■ Short problem 1 ■
Translate this sentence from the Google Maps line encoder post into Spanish: "It compresses them to a more efficient version that can be directly added to a google map using the JavaScript API."

Start of Text segment

Google Maps Line Encoder

So, I made a few cheesy posts to this cheesy blog when I started it, and then haven't done anything since. I figured I'd post something useful and see what happens. The below is a class I created some time ago in java for encoding google line objects for the google maps api. It compresses them to a more efficient version that can be directly added to a google map using the JavaScript API. The algorithm is specific to google, and I believe it was published somewhere by google and is pasted in the code comments below. Originally I was pulling the line objects as Lat/Long arrays from a GPS unit, and I would then convert them the the encoded size to save on bandwidth when pulling them to the page to display on the map. I haven't messed with this for a couple years, but maybe it will be of value to someone.

import freemarker.template.utility.StringUtil;
import lambo.gis.Point;   //this point class is very basic, just a lat/long deciaml values.

/**
 * 
 * @author Scott Lambeth
 *
 * Creating an encoder for the google maps GPolyLine class, from their API here
 * is the algorithm for performing the encoding:
 * 
 * The steps for encoding such a signed value are specified below.
 *
 *  1. Take the initial signed value:
 *     -179.9832104
 *  2. Take the decimal value and multiply it by 1e5, rounding the result:
 *     -17998321
 *  3. Convert the decimal value to binary. Note that a negative value must be calculated using its two's complement by inverting the binary value and adding one to the result:
 *     00000001 00010010 10100001 11110001
 *     11111110 11101101 01011110 00001110
 *     11111110 11101101 01011110 00001111
 *  4. Left-shift the binary value one bit:
 *     11111101 11011010 10111100 00011110
 *  5. If the original decimal value is negative, invert this encoding:
 *     00000010 00100101 01000011 11100001
 *  6. Break the binary value out into 5-bit chunks (starting from the right hand side):
 *     00001 00010 01010 10000 11111 00001
 *  7. Place the 5-bit chunks into reverse order:
 *     00001 11111 10000 01010 00010 00001
 *  8. OR each value with 0x20 if another bit chunk follows:
 *     100001 111111 110000 101010 100010 000001
 *  9. Convert each value to decimal:
 *     33 63 48 42 34 1
 * 10. Add 63 to each value:
 *     96 126 111 105 97 64
 * 11. Convert each value to its ASCII equivalent:
 *     `~oia@

 */
public class LineEncoder {
 
 
 public static String encodeTrack(Point[] points) {
  String sEncVal = "";
  long lLastLat = 0;
  long lLastLng = 0;
  
  for(Point point : points) {
   
   //the encoded line expects to only represent change from point to point
   long lLat = Math.round(point.getLat() * 1e5);
   long lLng = Math.round(point.getLng() * 1e5);
   long lLatChange = lLat - lLastLat;
   long lLngChange = lLng - lLastLng;
   
   //System.out.println(lLastLat + ", " + lLastLng);
   //only calculate change
   
   
   sEncVal += (encodeLong(lLatChange) + encodeLong(lLngChange));
   /*
   String sTest = (PolylineEncoder.encodeNumber((int)lLatChange) + PolylineEncoder.encodeNumber((int)lLngChange));
   if(sTest.equals(sEncVal)) {
    System.err.printf("%s does not equal %s", sEncVal, sTest);
   }
   */
   
   lLastLat = lLat;
   lLastLng = lLng;
  }  
  return sEncVal;
 }
 
 public static String encodeLong(long Value) {
  
  //Steps 2-4 of the encoding algorithm can be accomplished with this:
  Value = Value << 1;

  //Step 5 can be accomplished with the XOR operator
  if(Value < 0) {
   Value = ~Value;
  }

  //Convert the shifted integer to its binary representation
  String binary = Long.toBinaryString(Value);
  
  //6. Break the binary value out into 5-bit chunks (starting from the right hand side):
  //We'll accmoplish this by simply padding the start of the string with leading 0s to get an even multiplier of 5
  int iRemainder = binary.length() % 5;
  if(iRemainder > 0) {
   int iMinLen = binary.length() + (5 - (binary.length() % 5));
   binary = StringUtil.leftPad(binary, iMinLen, '0');
  }
  
  //So, we've evenly padded it to multiples of 5, lets clear any leading 0 bytes that are not needed.

End of Text segment
Start of Supplied material

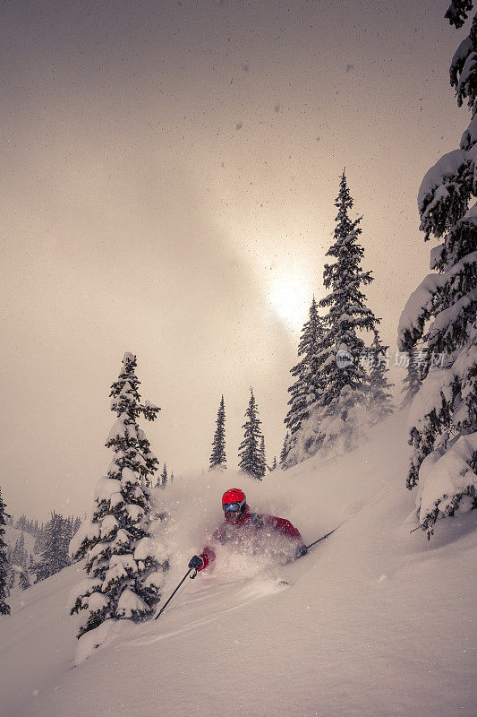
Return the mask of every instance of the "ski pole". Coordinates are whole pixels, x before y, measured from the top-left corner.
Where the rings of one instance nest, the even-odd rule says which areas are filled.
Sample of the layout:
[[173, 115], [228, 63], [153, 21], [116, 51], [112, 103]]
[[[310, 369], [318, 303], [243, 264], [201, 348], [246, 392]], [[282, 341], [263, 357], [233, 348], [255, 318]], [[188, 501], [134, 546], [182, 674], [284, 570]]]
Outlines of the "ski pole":
[[337, 529], [338, 529], [338, 528], [341, 528], [341, 526], [342, 526], [342, 525], [343, 525], [343, 523], [339, 523], [339, 525], [336, 525], [336, 528], [333, 528], [333, 530], [332, 530], [332, 531], [330, 531], [329, 532], [327, 532], [327, 534], [326, 534], [326, 535], [322, 535], [322, 536], [321, 536], [321, 538], [319, 538], [319, 539], [318, 539], [318, 540], [315, 540], [314, 542], [312, 542], [312, 543], [310, 543], [310, 545], [307, 545], [307, 546], [306, 546], [306, 549], [307, 549], [307, 550], [310, 550], [310, 549], [311, 549], [311, 548], [312, 548], [312, 547], [313, 547], [313, 545], [316, 545], [317, 543], [320, 543], [320, 542], [321, 542], [321, 540], [326, 540], [326, 539], [327, 539], [327, 538], [328, 538], [329, 535], [331, 535], [331, 533], [332, 533], [332, 532], [335, 532], [335, 531], [337, 531]]
[[162, 613], [164, 612], [164, 610], [166, 609], [166, 608], [167, 607], [167, 605], [169, 604], [169, 602], [171, 601], [171, 600], [174, 598], [174, 596], [175, 595], [175, 593], [177, 592], [177, 591], [179, 590], [179, 588], [180, 588], [180, 587], [181, 587], [181, 585], [183, 584], [183, 581], [185, 580], [185, 578], [186, 578], [186, 577], [189, 575], [189, 574], [190, 574], [190, 573], [192, 573], [192, 571], [193, 571], [193, 575], [191, 575], [191, 579], [192, 579], [192, 580], [193, 580], [193, 579], [194, 579], [194, 577], [197, 575], [197, 570], [196, 570], [194, 567], [190, 567], [190, 568], [189, 568], [189, 570], [187, 571], [187, 573], [185, 574], [185, 575], [183, 577], [183, 579], [181, 580], [181, 582], [180, 582], [180, 583], [179, 583], [179, 584], [177, 585], [177, 587], [175, 588], [175, 590], [174, 591], [174, 592], [172, 593], [172, 595], [169, 597], [169, 600], [166, 600], [166, 601], [164, 603], [164, 605], [162, 606], [162, 608], [160, 609], [160, 610], [158, 611], [158, 614], [156, 615], [156, 617], [154, 618], [154, 619], [155, 619], [155, 620], [157, 620], [157, 619], [158, 619], [158, 618], [160, 618], [160, 616], [162, 615]]

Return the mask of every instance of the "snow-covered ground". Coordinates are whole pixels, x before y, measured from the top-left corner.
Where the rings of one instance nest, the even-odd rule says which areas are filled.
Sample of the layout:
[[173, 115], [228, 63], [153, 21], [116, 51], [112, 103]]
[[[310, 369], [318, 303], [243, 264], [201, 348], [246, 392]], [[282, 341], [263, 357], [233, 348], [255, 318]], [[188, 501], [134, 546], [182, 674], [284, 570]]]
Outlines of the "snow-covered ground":
[[306, 542], [344, 523], [284, 566], [224, 549], [158, 620], [113, 624], [82, 661], [67, 610], [81, 566], [15, 594], [0, 618], [0, 714], [475, 717], [477, 511], [439, 521], [429, 543], [410, 534], [406, 467], [398, 414], [328, 465], [311, 459], [262, 485], [231, 471], [177, 480], [163, 492], [175, 546], [166, 596], [221, 519], [225, 488]]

End of Supplied material

■ Short problem 2 ■
Convert the stretch of the records from their start through the line containing "531], [337, 531]]" into a JSON list of strings, one per line, skipping blank lines and leaving out the pictures.

■ Reply 1 ■
Los comprime a una versión más eficiente que puede añadirse directamente a un mapa de Google mediante la API de JavaScript.

■ Reply 2 ■
[
  "Return the mask of every instance of the \"ski pole\". Coordinates are whole pixels, x before y, measured from the top-left corner.",
  "Where the rings of one instance nest, the even-odd rule says which areas are filled.",
  "Sample of the layout:",
  "[[173, 115], [228, 63], [153, 21], [116, 51], [112, 103]]",
  "[[[310, 369], [318, 303], [243, 264], [201, 348], [246, 392]], [[282, 341], [263, 357], [233, 348], [255, 318]], [[188, 501], [134, 546], [182, 674], [284, 570]]]",
  "Outlines of the \"ski pole\":",
  "[[337, 529], [338, 529], [338, 528], [341, 528], [341, 526], [342, 526], [342, 525], [343, 525], [343, 523], [339, 523], [339, 525], [336, 525], [336, 528], [333, 528], [333, 530], [332, 530], [332, 531], [330, 531], [329, 532], [327, 532], [327, 534], [326, 534], [326, 535], [322, 535], [322, 536], [321, 536], [321, 538], [319, 538], [319, 539], [318, 539], [318, 540], [315, 540], [314, 542], [312, 542], [312, 543], [310, 543], [310, 545], [307, 545], [307, 546], [306, 546], [306, 549], [307, 549], [307, 550], [310, 550], [310, 549], [311, 549], [311, 548], [312, 548], [312, 547], [313, 547], [313, 545], [316, 545], [317, 543], [320, 543], [320, 542], [321, 542], [321, 540], [326, 540], [326, 539], [327, 539], [327, 538], [328, 538], [329, 535], [331, 535], [331, 533], [332, 533], [332, 532], [335, 532], [335, 531], [337, 531]]"
]